##### GIVEN ENTRIES
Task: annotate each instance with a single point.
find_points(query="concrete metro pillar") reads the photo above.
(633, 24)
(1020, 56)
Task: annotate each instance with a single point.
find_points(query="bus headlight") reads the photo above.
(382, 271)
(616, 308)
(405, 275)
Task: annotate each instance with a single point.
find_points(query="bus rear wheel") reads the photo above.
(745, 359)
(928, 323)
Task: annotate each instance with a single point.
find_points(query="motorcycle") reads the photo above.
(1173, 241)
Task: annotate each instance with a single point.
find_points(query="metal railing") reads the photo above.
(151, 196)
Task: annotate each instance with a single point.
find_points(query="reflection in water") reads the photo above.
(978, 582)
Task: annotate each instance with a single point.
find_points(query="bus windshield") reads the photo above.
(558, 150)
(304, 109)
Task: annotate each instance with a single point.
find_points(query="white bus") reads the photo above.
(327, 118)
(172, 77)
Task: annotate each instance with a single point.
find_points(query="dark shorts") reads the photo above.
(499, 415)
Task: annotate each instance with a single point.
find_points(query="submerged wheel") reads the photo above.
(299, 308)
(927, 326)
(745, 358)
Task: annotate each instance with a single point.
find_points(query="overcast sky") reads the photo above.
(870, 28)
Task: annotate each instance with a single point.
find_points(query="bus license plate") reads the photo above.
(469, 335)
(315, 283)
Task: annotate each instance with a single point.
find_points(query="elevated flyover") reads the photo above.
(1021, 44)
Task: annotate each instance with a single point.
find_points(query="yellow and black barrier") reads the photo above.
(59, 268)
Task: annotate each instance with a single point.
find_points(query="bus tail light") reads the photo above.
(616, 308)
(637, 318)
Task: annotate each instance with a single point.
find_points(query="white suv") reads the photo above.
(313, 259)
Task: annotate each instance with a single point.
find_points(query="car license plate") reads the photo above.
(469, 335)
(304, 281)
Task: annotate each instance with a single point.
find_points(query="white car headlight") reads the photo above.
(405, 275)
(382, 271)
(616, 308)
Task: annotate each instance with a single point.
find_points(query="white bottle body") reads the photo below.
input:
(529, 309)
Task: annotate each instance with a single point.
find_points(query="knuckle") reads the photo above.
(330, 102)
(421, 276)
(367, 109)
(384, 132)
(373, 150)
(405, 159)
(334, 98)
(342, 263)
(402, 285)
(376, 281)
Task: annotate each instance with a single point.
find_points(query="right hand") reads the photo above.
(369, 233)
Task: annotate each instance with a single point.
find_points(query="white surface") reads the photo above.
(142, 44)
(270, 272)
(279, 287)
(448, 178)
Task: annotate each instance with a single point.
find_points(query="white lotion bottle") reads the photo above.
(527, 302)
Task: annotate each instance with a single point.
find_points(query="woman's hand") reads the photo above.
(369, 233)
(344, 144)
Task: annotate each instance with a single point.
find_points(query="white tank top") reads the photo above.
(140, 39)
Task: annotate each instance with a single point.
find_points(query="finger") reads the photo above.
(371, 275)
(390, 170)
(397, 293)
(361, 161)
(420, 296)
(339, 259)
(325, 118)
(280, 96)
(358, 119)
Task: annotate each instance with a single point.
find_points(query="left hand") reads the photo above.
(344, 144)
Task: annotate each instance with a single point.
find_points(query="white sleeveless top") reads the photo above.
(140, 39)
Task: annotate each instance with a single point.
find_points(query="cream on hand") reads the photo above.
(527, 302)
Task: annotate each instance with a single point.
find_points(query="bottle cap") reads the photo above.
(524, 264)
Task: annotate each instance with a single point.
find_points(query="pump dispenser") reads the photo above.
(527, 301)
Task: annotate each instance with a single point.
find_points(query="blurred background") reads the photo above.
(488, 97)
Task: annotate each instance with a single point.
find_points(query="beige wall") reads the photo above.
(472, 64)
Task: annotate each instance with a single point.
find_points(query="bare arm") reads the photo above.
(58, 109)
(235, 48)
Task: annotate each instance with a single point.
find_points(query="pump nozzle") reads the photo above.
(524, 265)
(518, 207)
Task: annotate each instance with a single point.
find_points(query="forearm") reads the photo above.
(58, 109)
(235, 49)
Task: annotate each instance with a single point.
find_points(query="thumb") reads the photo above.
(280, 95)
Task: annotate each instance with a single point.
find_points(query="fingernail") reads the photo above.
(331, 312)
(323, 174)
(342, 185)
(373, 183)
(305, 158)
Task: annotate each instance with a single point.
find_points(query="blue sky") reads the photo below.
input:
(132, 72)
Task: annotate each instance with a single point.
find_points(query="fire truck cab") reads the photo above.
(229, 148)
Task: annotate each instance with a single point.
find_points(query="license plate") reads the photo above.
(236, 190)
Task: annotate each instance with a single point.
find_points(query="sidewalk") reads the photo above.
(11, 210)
##########
▶ YOUR GOAL: Collect each line above holding the string "below".

▶ SOLUTION:
find_points(query="white bottle body") reads the photo below.
find_points(query="blue sky") reads the photo below.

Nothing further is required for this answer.